▸ What you will do: Read the material below and tally how many lines hold the word "blue", giving the number and nothing else.

=======

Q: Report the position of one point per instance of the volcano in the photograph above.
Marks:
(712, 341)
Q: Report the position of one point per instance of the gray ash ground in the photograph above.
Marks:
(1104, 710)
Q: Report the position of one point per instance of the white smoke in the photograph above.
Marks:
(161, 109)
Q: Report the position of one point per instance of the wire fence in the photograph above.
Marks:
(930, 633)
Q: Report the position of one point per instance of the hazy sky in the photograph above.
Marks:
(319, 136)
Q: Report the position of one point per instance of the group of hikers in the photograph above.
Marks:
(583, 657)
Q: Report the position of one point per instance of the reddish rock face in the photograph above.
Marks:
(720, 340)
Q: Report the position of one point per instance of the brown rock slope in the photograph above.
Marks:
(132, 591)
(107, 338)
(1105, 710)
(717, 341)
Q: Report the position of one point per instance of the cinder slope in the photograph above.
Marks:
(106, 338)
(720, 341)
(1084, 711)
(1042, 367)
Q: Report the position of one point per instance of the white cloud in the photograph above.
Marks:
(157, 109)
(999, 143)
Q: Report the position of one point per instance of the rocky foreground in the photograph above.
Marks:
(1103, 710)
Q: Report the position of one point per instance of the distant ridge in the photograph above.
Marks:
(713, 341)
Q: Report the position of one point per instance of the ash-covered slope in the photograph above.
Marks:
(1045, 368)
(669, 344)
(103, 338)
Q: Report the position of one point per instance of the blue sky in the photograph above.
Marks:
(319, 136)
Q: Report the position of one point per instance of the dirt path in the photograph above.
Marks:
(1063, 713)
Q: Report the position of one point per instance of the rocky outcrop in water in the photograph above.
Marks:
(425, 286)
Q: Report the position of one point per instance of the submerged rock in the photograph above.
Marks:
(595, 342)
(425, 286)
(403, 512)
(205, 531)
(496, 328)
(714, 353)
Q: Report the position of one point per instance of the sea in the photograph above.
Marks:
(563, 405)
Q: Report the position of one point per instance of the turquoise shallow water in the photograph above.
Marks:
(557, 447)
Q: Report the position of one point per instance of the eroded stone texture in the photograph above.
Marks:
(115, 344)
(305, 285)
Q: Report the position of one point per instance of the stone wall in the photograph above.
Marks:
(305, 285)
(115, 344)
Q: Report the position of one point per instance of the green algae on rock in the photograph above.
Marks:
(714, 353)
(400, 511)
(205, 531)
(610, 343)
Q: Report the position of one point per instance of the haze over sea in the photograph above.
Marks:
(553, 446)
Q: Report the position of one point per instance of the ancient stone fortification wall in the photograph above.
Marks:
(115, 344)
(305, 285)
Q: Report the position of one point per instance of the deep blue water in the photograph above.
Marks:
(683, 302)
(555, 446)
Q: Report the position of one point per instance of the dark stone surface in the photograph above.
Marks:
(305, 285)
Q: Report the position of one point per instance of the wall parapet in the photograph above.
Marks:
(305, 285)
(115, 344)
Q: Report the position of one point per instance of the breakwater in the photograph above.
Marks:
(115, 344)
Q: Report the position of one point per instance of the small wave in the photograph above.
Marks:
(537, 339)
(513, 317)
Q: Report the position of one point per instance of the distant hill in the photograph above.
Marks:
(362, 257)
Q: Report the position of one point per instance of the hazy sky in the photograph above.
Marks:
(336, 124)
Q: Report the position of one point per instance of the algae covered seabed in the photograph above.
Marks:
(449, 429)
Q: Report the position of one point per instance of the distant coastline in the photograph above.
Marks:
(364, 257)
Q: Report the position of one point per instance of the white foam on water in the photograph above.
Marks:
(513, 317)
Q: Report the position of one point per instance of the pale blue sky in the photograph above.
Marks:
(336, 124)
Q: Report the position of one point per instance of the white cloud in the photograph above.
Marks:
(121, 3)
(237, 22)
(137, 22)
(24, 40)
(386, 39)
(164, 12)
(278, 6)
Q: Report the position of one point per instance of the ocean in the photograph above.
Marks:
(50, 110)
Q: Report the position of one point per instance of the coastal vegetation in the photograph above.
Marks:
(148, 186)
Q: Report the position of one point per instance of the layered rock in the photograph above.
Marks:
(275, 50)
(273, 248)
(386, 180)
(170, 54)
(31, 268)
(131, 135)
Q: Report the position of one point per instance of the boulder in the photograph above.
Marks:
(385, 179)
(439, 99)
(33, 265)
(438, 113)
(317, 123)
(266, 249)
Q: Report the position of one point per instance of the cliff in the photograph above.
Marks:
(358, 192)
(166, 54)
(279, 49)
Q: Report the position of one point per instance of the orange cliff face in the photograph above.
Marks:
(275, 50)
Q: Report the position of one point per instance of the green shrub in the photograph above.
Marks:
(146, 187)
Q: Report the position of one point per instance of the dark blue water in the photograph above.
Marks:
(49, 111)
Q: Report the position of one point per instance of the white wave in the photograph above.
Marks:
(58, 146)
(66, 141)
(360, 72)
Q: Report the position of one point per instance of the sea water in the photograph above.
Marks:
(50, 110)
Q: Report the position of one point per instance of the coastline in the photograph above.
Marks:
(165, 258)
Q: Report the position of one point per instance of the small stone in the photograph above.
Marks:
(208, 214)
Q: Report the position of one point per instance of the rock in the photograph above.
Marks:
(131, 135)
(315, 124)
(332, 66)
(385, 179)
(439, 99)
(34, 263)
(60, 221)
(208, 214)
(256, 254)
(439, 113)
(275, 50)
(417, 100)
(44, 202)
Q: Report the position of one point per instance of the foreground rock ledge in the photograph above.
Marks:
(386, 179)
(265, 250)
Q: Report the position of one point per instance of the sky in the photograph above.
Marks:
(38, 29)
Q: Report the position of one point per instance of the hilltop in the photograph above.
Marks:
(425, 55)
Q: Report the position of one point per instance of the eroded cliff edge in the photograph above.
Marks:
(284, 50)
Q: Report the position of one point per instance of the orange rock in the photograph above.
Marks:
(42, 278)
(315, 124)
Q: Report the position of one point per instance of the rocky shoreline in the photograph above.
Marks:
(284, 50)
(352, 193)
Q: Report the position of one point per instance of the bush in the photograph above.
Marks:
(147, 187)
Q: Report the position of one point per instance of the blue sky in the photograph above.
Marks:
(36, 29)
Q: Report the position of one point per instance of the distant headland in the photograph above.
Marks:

=======

▸ Solved problem: 5